Background
To investigate the capability of mCycle (Elekta AB, Stockholm, Sweden), a fully automated lexicographic-optimization planning algorithm, to enhance plan quality of an already-validated Wish-List (WL) pushing on the organs-at-risk (OAR) sparing.
Material and Methods
Twenty-four mono-institutional cervical cancer VMAT plans were retrospectively selected. Two WLs have been defined to reproduce manual plans (WL01), and to improve the OAR sparing without affecting minimum target coverage and plan delivery accuracy (WL02). These WLs were used to automatically re-plan the selected cases. Manual plans (MP) and mCycle plans (mCP01 and mCP02) were compared in terms of dose distributions, complexity, delivery accuracy, and clinical acceptability. Two senior physicians independently performed a blind clinical evaluation, and a global quality index was used for overall assessment.

▶ Rows taken from a dataset
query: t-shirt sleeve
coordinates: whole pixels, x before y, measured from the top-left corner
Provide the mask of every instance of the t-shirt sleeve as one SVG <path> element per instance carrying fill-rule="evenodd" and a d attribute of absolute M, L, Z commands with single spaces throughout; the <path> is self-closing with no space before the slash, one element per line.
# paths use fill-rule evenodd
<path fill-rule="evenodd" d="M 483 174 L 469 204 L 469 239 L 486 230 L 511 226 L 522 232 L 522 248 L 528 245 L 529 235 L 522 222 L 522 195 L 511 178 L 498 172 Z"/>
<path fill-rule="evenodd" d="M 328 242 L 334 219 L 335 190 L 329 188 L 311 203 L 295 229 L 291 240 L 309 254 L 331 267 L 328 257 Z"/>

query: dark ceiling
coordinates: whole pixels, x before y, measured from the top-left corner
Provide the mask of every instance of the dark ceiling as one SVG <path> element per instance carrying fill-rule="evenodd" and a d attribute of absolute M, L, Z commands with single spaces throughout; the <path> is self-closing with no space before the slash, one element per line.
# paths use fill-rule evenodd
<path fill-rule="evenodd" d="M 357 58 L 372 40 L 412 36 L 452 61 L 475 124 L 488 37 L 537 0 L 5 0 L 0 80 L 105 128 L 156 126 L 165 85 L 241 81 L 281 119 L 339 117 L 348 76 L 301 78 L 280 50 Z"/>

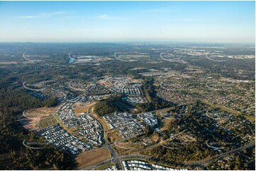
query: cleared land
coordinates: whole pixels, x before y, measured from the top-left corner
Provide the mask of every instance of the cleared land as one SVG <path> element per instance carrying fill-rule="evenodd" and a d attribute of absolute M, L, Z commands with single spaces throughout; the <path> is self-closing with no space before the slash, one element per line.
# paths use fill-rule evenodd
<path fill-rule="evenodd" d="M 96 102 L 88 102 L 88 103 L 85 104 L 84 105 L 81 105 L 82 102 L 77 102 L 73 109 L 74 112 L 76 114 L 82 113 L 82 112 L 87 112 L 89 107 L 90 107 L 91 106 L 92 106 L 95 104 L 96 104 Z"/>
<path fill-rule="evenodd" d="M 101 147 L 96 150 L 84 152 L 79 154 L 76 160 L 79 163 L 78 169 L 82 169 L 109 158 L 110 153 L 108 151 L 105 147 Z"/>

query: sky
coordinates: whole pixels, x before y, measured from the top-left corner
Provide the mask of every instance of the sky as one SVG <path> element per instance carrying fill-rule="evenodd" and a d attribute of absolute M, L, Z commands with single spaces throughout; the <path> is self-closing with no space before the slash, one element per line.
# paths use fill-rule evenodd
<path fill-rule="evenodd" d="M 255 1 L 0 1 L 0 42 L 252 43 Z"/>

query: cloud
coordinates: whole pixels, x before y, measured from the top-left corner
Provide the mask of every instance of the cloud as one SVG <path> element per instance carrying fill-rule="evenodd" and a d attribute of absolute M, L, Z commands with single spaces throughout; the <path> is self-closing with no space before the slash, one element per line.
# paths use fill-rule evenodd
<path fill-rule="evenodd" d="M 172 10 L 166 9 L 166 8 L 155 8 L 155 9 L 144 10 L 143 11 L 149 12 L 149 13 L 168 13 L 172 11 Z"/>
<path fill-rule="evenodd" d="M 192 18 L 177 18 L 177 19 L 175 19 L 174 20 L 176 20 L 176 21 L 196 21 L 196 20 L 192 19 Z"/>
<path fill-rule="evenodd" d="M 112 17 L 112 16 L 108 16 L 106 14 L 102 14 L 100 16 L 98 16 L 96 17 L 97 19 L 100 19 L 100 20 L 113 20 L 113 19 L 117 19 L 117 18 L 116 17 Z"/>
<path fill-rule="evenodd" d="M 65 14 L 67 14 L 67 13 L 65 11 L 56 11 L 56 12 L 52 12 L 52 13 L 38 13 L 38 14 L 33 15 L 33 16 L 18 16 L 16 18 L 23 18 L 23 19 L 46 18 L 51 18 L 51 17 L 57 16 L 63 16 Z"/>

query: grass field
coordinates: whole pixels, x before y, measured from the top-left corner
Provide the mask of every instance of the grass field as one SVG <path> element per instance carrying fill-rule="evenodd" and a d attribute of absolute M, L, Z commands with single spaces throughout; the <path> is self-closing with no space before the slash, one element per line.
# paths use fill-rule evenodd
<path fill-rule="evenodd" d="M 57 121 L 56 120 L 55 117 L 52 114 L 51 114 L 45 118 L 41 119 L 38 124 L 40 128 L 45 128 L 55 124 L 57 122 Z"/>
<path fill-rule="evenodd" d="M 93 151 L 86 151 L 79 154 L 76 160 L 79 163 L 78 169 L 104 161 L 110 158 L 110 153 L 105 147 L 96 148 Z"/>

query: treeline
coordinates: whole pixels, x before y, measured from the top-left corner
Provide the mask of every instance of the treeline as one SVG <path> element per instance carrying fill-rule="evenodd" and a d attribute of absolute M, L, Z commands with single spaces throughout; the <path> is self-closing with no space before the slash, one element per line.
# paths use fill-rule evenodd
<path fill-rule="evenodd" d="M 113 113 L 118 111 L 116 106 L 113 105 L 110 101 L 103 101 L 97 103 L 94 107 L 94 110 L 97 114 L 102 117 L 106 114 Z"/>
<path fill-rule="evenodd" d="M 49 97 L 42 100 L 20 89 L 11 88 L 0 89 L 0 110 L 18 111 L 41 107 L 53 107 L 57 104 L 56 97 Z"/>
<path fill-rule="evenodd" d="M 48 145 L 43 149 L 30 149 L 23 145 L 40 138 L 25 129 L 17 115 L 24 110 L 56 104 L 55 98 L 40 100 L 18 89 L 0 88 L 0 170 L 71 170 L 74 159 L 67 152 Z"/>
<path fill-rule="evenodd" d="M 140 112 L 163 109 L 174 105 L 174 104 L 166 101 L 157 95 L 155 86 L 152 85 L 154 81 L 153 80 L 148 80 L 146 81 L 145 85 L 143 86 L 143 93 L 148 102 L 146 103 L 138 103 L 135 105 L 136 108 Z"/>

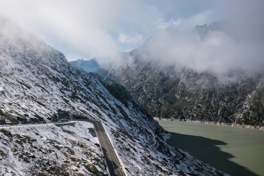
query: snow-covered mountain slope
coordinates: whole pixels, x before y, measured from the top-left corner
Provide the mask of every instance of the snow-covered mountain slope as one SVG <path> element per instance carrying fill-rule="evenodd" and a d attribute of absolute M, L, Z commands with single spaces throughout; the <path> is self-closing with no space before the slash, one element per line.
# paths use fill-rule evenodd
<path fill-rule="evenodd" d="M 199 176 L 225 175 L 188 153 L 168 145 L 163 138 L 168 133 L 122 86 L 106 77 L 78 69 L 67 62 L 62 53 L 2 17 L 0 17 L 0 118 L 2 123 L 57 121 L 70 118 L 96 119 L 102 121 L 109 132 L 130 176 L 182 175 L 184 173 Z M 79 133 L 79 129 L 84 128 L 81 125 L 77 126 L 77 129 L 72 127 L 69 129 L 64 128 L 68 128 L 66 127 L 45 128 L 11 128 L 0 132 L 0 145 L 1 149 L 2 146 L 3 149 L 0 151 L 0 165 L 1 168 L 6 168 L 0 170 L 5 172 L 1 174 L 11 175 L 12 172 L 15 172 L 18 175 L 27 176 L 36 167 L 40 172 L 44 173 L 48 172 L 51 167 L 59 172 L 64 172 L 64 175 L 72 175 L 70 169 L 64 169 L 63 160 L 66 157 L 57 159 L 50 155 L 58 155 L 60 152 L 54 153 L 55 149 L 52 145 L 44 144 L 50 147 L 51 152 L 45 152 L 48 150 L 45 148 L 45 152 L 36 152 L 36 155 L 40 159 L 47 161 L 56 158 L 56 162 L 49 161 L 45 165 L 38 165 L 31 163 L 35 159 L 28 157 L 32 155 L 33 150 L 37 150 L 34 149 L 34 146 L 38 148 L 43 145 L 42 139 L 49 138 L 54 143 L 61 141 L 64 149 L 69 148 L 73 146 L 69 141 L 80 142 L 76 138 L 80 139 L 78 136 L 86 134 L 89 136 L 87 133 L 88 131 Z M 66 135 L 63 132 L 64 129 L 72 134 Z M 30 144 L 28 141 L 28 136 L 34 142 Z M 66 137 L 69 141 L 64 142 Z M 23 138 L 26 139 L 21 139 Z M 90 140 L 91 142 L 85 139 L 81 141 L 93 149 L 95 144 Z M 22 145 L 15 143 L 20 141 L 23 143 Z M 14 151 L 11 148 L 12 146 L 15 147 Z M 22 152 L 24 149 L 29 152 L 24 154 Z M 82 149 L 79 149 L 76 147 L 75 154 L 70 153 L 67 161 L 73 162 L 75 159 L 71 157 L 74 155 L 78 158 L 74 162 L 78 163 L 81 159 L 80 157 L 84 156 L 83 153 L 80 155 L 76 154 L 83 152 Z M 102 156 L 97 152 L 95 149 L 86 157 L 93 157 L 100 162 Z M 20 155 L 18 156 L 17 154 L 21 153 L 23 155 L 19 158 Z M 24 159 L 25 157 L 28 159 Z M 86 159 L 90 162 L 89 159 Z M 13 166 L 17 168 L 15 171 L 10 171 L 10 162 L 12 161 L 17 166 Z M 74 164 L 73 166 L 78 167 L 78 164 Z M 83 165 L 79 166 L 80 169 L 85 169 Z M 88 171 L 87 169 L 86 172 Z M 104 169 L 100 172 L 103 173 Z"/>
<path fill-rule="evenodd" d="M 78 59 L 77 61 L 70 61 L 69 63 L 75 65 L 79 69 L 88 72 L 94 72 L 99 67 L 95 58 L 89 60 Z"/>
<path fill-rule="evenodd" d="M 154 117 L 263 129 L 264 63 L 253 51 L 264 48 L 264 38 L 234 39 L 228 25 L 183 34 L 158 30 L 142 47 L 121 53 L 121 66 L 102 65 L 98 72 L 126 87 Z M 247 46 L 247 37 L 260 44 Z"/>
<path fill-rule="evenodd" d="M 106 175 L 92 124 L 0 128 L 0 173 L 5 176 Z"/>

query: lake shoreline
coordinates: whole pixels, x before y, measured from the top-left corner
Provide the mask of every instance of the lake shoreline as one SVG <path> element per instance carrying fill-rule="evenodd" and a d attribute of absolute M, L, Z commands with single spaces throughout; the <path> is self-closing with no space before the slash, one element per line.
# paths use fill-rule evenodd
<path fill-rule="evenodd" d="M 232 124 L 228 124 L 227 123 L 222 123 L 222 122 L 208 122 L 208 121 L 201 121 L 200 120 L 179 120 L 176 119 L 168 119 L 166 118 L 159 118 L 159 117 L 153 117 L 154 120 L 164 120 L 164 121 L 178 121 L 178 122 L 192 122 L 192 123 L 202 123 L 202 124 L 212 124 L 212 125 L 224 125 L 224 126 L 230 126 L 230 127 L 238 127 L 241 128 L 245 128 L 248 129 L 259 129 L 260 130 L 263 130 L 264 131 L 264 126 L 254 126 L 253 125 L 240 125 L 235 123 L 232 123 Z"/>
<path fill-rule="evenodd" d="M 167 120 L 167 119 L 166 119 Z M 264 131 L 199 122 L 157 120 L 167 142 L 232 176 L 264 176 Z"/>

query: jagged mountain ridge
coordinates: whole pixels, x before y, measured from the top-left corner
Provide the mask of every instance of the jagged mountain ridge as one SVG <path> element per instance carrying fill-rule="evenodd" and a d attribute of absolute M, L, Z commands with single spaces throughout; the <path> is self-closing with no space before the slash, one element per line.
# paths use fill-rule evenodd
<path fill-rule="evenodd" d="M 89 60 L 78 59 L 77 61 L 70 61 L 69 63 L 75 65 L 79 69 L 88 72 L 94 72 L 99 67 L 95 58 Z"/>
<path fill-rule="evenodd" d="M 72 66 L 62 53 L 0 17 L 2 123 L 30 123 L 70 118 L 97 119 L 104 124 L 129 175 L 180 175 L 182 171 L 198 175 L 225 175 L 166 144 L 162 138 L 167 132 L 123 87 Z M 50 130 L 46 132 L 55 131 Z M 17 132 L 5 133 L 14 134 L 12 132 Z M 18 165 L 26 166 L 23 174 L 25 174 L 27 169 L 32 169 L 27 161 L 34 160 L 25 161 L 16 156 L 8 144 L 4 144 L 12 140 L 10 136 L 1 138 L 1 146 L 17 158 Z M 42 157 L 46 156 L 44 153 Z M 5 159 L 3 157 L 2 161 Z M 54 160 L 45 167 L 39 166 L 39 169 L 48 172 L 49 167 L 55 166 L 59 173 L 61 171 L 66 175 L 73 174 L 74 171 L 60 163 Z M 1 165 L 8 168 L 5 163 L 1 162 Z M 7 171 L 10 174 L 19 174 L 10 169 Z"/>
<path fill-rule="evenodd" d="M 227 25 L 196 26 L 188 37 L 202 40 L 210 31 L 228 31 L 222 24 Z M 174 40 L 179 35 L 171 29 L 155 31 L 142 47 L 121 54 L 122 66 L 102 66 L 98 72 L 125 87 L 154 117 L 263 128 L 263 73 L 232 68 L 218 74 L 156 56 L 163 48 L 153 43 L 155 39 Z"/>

▶ Exercise goal
Please retype the whole cervical cancer planning text above, keeping every word, heading and line unchanged.

▶ Answer section
Background
To investigate the capability of mCycle (Elekta AB, Stockholm, Sweden), a fully automated lexicographic-optimization planning algorithm, to enhance plan quality of an already-validated Wish-List (WL) pushing on the organs-at-risk (OAR) sparing.
Material and Methods
Twenty-four mono-institutional cervical cancer VMAT plans were retrospectively selected. Two WLs have been defined to reproduce manual plans (WL01), and to improve the OAR sparing without affecting minimum target coverage and plan delivery accuracy (WL02). These WLs were used to automatically re-plan the selected cases. Manual plans (MP) and mCycle plans (mCP01 and mCP02) were compared in terms of dose distributions, complexity, delivery accuracy, and clinical acceptability. Two senior physicians independently performed a blind clinical evaluation, and a global quality index was used for overall assessment.